> _What the task requires_: When you answer, give every record back exactly as written.

:: The input ::

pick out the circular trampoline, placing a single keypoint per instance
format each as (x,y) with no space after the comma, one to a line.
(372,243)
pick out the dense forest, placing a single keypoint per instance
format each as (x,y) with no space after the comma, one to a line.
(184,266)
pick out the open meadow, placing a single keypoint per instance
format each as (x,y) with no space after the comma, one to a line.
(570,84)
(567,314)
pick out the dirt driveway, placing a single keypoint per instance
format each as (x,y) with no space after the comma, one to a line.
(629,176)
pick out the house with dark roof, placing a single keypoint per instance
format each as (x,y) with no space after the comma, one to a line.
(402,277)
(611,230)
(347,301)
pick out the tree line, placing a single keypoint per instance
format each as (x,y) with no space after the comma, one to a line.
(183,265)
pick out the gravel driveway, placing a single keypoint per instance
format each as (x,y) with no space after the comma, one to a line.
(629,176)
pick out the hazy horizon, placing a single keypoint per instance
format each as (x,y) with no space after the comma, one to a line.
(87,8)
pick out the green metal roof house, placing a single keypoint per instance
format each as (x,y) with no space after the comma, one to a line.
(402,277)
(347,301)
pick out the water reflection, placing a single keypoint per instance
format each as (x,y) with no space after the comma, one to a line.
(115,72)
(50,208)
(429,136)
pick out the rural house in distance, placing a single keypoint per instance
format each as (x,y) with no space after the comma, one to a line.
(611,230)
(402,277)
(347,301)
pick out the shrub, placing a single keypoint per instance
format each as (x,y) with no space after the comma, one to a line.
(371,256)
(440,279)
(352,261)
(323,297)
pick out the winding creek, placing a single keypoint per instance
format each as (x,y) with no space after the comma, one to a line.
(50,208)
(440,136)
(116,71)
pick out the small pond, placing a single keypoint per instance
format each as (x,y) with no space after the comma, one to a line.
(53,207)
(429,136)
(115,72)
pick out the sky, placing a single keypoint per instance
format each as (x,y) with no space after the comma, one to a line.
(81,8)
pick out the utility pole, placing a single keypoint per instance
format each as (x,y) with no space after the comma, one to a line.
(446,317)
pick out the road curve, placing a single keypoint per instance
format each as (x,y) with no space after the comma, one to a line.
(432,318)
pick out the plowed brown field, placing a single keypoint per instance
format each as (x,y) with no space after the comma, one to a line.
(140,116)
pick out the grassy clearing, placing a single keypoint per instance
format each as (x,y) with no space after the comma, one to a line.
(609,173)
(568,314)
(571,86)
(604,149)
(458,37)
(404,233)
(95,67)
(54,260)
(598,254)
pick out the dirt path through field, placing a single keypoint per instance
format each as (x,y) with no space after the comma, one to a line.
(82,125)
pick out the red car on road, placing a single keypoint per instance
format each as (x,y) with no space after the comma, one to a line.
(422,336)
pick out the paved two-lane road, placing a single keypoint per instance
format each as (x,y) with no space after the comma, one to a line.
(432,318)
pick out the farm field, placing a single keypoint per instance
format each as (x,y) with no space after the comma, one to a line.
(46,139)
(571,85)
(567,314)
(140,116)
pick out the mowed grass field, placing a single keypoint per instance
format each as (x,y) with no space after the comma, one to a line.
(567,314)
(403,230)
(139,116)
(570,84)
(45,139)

:::

> _Task solution_:
pick out the circular trampoline, placing a single keypoint per instance
format each as (x,y) with no space after the comma, one to a line.
(372,243)
pick out the dense forest, placing a single keypoint per instance
format each as (x,y) with no space after the comma, one to a line.
(184,266)
pick out the open meadow, placing a single keypoint per instance
format each as (x,y) with no space after the comma, one to a line.
(570,84)
(567,314)
pick out the dirt driveway, placing a single keypoint per instance
format each as (x,y) with no space after the comma, one to a line.
(629,176)
pick out the house with dark roof, placing a single keypoint per instance
format each as (x,y) with no space after the comma, one to a line.
(402,277)
(611,230)
(347,301)
pick out the tree line, placing a single keypoint per instance
format each as (x,y) with no space after the comma, one to a line.
(183,265)
pick out the gravel driveway, placing a single keypoint per instance
format each as (x,y) with no space after the comma, one to a line.
(629,176)
pick out the hazy horizon, placing a single keypoint per instance
format each as (x,y) with no space after the comma, one to a line.
(87,8)
pick out the green metal roof house, placing a single keypoint per instance
format each as (x,y) with no space after the comma, one to a line.
(402,277)
(347,301)
pick out the water reflection, placing a single keypoint per instance
format each as (x,y) with no space after the comma, one to a line.
(115,72)
(50,208)
(429,136)
pick out the rural house in distance, placing a single keypoint per instance
format each as (x,y) with no space after the comma, one to a line.
(611,230)
(402,277)
(347,301)
pick out the shrub, placing a single keypoint per instance
format each as (x,y) with no space after the comma, one to a line.
(371,256)
(440,279)
(352,261)
(323,297)
pick out the winding creek, placing a single keypoint per instance
format each as (x,y) with no space after the comma, one to a line.
(50,208)
(440,136)
(116,71)
pick out the small pond, placing a single keypoint per instance
format each as (x,y) with no space after the comma, one to a line.
(53,207)
(429,136)
(115,72)
pick out the sky, placing a single keypoint per instance
format each as (x,y) with no space after the comma, one to a line.
(81,8)
pick out the utility pole, placing a single keypoint per instance
format each as (x,y) with no space after the comma, one to a line.
(446,317)
pick out the road curve, placing a single keypoint per instance
format each as (x,y) with no space after the comma, one to a line.
(432,318)
pick out the plowed brown field, placing a single keypoint per instance
format each as (x,y) with no space after the comma, one to a line.
(140,116)
pick out the grassy clearing, placing a single keypoint per instance
format each as (x,y) with no space after the comma, one to a line.
(609,173)
(568,314)
(571,86)
(604,149)
(458,37)
(404,233)
(95,67)
(54,260)
(598,254)
pick out the dirt path through field, placing a single keypoint per instance
format each as (x,y) with no space after the comma, one to a line.
(82,125)
pick out the red car on road, placing a single keypoint per instance
format each as (x,y) with no space after the comma, one to a line.
(422,336)
pick out the paved two-lane road, placing a single keypoint per instance
format each as (x,y) with no space after the comma, one to a line.
(432,318)
pick out the farm field, placing a single keypoint per instance
format each as (x,y) with no space after the comma, one to a line.
(46,139)
(571,85)
(567,314)
(140,116)
pick out the mowed grass field, placing a single keypoint per instance
format each as (x,y) with no space after the comma, one to a line.
(567,314)
(403,230)
(139,116)
(570,84)
(45,139)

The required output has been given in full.